WORK REQUIRED
How many of the lines below contain the word "railing"? Reply with the number alone.

GIVEN RECORDS

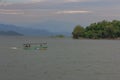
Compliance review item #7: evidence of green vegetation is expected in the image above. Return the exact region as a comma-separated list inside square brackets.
[72, 20, 120, 39]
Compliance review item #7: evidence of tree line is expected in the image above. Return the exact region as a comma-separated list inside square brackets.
[72, 20, 120, 39]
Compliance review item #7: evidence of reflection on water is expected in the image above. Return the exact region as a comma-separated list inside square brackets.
[0, 37, 120, 80]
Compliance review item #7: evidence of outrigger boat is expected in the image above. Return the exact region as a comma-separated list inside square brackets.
[23, 42, 48, 50]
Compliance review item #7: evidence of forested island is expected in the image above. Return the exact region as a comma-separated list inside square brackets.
[72, 20, 120, 39]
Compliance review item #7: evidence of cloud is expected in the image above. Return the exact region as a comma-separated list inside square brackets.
[0, 9, 24, 15]
[56, 10, 91, 14]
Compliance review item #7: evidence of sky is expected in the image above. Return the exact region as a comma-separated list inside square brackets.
[0, 0, 120, 32]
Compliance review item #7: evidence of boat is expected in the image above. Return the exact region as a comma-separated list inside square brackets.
[23, 42, 48, 50]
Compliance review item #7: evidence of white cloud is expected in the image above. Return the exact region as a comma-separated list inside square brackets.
[0, 9, 24, 15]
[56, 10, 91, 14]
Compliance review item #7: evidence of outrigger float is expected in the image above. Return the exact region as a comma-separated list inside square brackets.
[23, 42, 48, 50]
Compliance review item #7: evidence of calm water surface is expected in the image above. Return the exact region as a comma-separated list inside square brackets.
[0, 37, 120, 80]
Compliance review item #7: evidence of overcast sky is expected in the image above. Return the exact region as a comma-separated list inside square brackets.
[0, 0, 120, 30]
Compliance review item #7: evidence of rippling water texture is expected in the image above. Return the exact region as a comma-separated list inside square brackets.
[0, 37, 120, 80]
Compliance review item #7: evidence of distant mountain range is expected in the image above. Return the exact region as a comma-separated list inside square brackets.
[0, 31, 23, 36]
[0, 24, 69, 36]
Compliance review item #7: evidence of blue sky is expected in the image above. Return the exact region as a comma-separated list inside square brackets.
[0, 0, 120, 31]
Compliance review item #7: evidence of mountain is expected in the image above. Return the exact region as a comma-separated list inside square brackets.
[0, 24, 53, 36]
[0, 31, 23, 36]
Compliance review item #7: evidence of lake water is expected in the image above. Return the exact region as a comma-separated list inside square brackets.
[0, 37, 120, 80]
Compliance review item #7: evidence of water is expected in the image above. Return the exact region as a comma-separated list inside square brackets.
[0, 37, 120, 80]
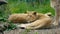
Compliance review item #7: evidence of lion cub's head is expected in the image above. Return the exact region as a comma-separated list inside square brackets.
[26, 11, 38, 22]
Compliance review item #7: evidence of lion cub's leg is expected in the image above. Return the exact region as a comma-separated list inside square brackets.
[51, 0, 60, 26]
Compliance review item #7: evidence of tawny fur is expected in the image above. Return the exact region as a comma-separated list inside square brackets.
[8, 12, 37, 23]
[19, 13, 52, 29]
[50, 0, 60, 26]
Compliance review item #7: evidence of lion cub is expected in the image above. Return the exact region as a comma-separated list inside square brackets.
[18, 12, 52, 29]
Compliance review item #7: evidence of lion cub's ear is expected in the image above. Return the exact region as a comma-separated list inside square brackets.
[33, 12, 37, 15]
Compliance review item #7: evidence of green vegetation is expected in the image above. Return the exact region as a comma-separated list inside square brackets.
[0, 0, 55, 31]
[8, 0, 54, 15]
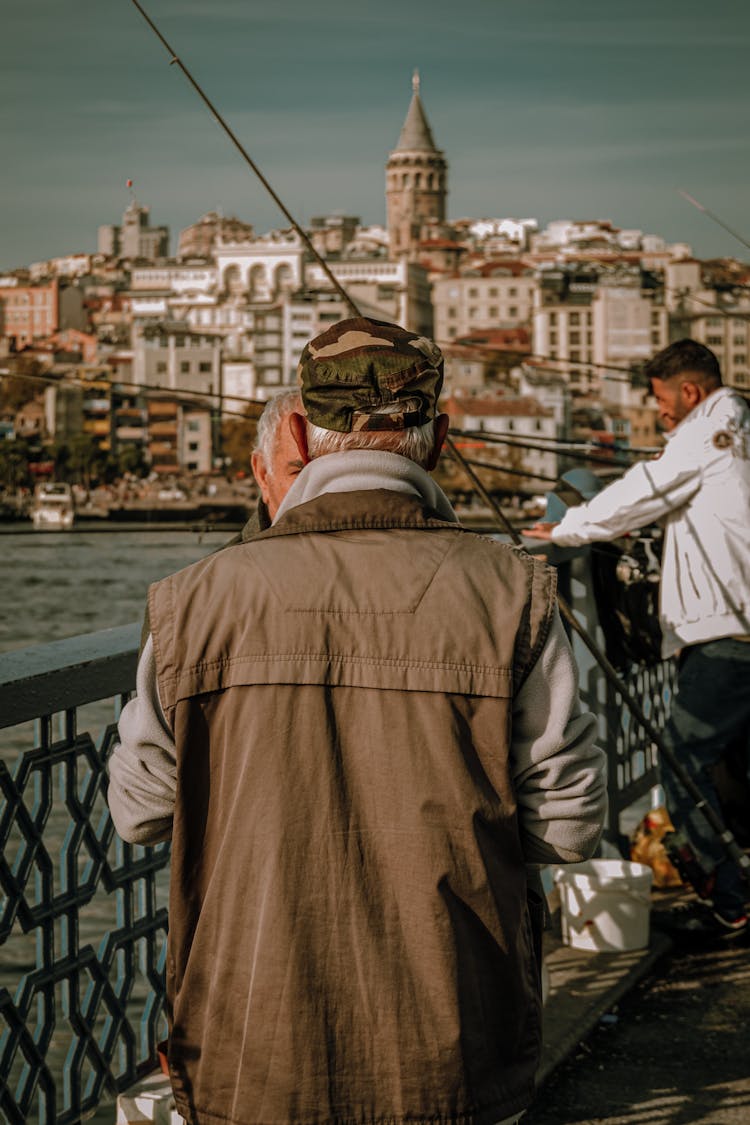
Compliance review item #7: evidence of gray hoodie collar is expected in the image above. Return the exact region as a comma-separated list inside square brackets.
[273, 449, 459, 523]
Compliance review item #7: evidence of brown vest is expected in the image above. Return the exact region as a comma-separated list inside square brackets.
[150, 492, 554, 1125]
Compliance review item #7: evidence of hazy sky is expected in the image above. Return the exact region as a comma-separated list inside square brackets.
[0, 0, 750, 268]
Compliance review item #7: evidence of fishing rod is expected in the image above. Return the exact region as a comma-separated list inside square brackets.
[678, 188, 750, 257]
[125, 0, 750, 872]
[132, 0, 360, 316]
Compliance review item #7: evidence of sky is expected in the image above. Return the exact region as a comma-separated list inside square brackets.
[0, 0, 750, 270]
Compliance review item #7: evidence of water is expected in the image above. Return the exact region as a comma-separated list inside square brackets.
[0, 524, 232, 1125]
[0, 524, 232, 653]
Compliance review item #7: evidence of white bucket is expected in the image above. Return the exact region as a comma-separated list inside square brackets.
[554, 860, 653, 952]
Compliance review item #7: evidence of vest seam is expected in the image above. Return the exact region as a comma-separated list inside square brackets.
[155, 653, 513, 683]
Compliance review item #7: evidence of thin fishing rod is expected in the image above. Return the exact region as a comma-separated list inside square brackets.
[446, 437, 750, 873]
[132, 0, 361, 316]
[0, 371, 258, 422]
[450, 426, 632, 470]
[679, 188, 750, 256]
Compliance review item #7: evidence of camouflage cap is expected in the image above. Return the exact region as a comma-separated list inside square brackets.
[297, 316, 443, 433]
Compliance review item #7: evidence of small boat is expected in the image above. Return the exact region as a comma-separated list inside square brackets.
[31, 483, 73, 531]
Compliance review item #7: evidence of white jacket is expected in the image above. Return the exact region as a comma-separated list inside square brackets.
[552, 387, 750, 656]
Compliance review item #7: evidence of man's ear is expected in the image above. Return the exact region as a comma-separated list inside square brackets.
[250, 449, 269, 504]
[289, 411, 310, 465]
[679, 380, 707, 411]
[426, 414, 451, 473]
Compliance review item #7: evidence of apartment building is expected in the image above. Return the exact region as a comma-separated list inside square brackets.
[0, 277, 60, 351]
[432, 260, 539, 343]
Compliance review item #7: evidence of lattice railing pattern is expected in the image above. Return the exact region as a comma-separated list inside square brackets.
[605, 660, 677, 842]
[0, 709, 169, 1125]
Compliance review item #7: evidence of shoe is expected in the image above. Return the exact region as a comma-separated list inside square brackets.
[652, 901, 750, 941]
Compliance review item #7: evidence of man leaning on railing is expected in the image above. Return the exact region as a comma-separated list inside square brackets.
[109, 318, 606, 1125]
[526, 340, 750, 937]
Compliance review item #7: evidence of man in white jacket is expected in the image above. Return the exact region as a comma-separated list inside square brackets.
[527, 340, 750, 935]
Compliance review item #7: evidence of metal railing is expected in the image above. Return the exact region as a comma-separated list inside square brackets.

WRITTEN ANSWER
3